Referring expression grounding data
◆ ◆ ◆ ◆ ◆ ◆ ◆

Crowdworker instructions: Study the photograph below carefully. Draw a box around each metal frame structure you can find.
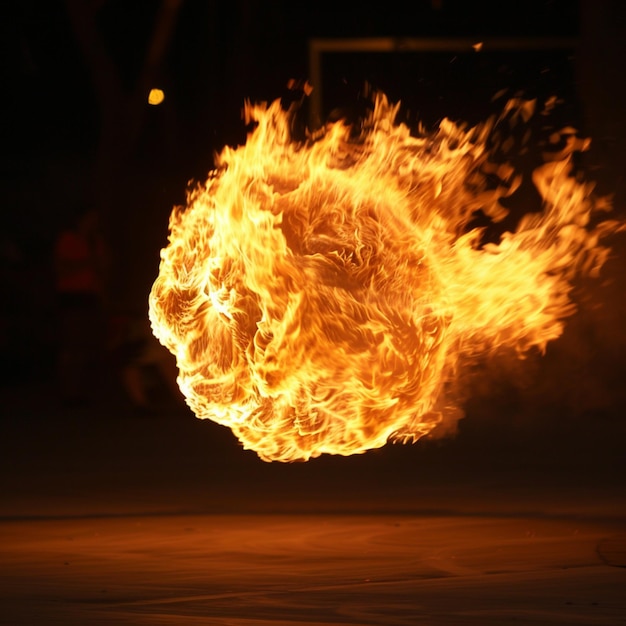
[307,37,578,127]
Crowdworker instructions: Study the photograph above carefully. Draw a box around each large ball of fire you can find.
[149,93,621,462]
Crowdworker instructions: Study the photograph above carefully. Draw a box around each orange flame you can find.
[149,93,621,461]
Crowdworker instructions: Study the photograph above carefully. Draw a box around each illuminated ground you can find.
[2,512,624,626]
[1,388,624,625]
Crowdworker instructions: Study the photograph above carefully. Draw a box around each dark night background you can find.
[0,0,625,516]
[2,8,626,625]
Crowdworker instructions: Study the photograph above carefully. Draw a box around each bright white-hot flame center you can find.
[149,93,620,462]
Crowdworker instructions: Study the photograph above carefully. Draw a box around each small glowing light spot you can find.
[472,42,484,52]
[148,89,165,105]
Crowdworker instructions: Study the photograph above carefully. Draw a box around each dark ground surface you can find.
[1,372,625,625]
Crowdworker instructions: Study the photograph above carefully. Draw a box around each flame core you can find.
[149,93,620,462]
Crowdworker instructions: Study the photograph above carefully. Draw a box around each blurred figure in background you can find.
[108,308,186,415]
[53,207,109,406]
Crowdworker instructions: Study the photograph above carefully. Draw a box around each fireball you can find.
[149,92,620,461]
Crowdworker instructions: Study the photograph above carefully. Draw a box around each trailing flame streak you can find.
[149,94,620,461]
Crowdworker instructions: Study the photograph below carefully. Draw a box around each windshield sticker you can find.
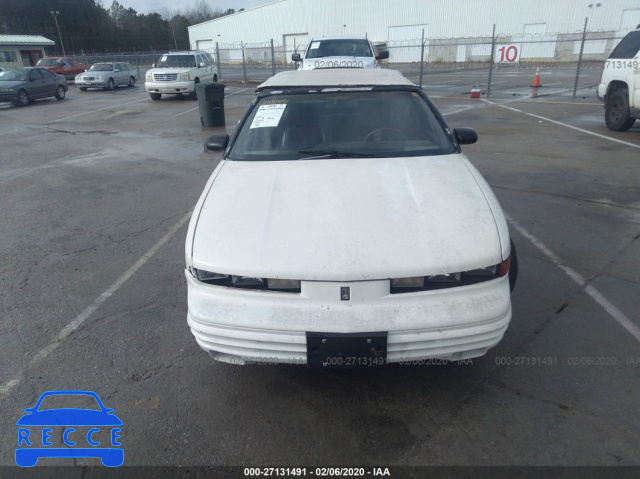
[160,55,167,62]
[250,103,288,128]
[309,42,320,50]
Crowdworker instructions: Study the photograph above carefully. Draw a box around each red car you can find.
[36,57,88,80]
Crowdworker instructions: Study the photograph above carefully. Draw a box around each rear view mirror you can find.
[453,128,478,145]
[206,134,230,151]
[292,53,301,62]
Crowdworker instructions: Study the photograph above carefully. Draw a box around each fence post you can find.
[271,38,276,77]
[573,17,588,97]
[241,41,247,82]
[216,41,222,81]
[419,28,425,89]
[487,24,496,98]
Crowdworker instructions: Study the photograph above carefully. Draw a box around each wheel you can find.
[190,79,199,100]
[106,78,115,91]
[79,87,87,91]
[364,128,407,142]
[149,93,161,100]
[128,76,135,87]
[605,90,635,132]
[55,85,66,100]
[16,89,29,106]
[509,239,518,292]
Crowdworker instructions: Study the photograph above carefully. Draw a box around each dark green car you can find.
[0,67,68,106]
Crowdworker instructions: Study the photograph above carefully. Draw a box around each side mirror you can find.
[375,51,389,60]
[206,134,230,151]
[199,62,205,67]
[151,63,155,68]
[292,53,301,62]
[453,127,478,145]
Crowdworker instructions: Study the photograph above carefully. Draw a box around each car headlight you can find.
[178,72,190,81]
[390,258,509,294]
[96,75,104,81]
[0,88,13,92]
[145,72,152,82]
[194,269,301,293]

◆ ◆ ◆ ◆ ◆ ◆ ◆

EXERCISE GOAL: Go through the data above and transcribe it in full, omitting any image.

SOLUTION FOR THIS PROBLEM:
Crowdworker instructions: Study the photograph below carefully. Draw a box around each metal frame structure you can find.
[307,37,578,127]
Crowdworker instructions: Study the photograph above carefully. Draw a box around each large ball of fire you can find.
[149,93,621,462]
Crowdworker instructions: Study the photograph above carefully. Draw a box around each orange flame you can find.
[149,93,621,461]
Crowdworker instructions: Study the photograph above carefully. Draw a box around each illuminated ground you can find.
[2,512,624,626]
[1,388,624,625]
Crowdworker instructions: Study the photograph above carefully. Draw a box around each dark night background you can find.
[0,0,625,516]
[2,8,626,625]
Crowdworker instructions: Study the photograph above carefully. Draw a box around each bright white-hot flame center you can find.
[149,93,620,462]
Crowdworker instructions: Study the photograph above carefully. Draw a box around each small glowing light spot you can find.
[472,42,484,52]
[148,89,165,105]
Crowdworker instructions: Study the photograph above carefully. Draw a box around each dark ground surface you can find.
[1,372,625,625]
Crowdworker instructions: Study the photograph above carefully. Draw a box around each flame core you can find.
[149,93,620,462]
Crowdworker instructions: Study the photograph above carefully. Draw a box around each blurred figure in background you can find.
[108,308,186,415]
[53,207,109,406]
Crowdworker instructions: Study the photograph above carefully. Draw a box around each fireball you can find.
[149,92,620,461]
Crowdworker instructions: Study the photograph above carefully. Draw a box around each trailing flame streak you can find.
[149,94,620,461]
Crowdworker instructions: Study the photograph below carefully. Draw a box around each windshield sticker you can find.
[160,55,167,62]
[250,103,288,128]
[309,42,320,50]
Crowdworker instructions: Study the photograph above carefully. Draw a box around each red car you can find.
[36,57,88,80]
Crowdworker instructions: Study the photograph above carefully. Draw a box around each rear view mirror you can find.
[453,128,478,145]
[206,134,230,151]
[292,53,301,62]
Crowdworker instructions: Study the photograph above carefully. Draw a box around each fence post you can find.
[271,38,276,77]
[573,17,588,97]
[241,41,247,82]
[216,41,222,81]
[419,28,425,89]
[487,24,496,98]
Crowdworker instructions: Study the photograph above carefully. Draw a box around each wheel you can find.
[190,79,199,100]
[106,78,115,91]
[79,87,87,91]
[364,128,407,142]
[149,93,161,100]
[128,76,135,87]
[605,90,635,132]
[55,85,66,100]
[16,89,29,106]
[509,239,518,292]
Crowdworker instructions: Study the photograph above carefully. Draw a box around each dark green car you can find.
[0,67,68,106]
Crowdworker instructions: Study the photograph above carefully. Draw a box around each side mirror you can find.
[375,51,389,60]
[206,134,230,151]
[199,62,205,67]
[151,63,155,68]
[292,53,301,62]
[453,127,478,145]
Crowdworker instructions: Study the photograph above carefully. Draw a box around each car headlight you can find.
[178,72,190,81]
[390,258,509,294]
[96,75,104,81]
[0,88,13,92]
[145,72,152,82]
[194,269,301,293]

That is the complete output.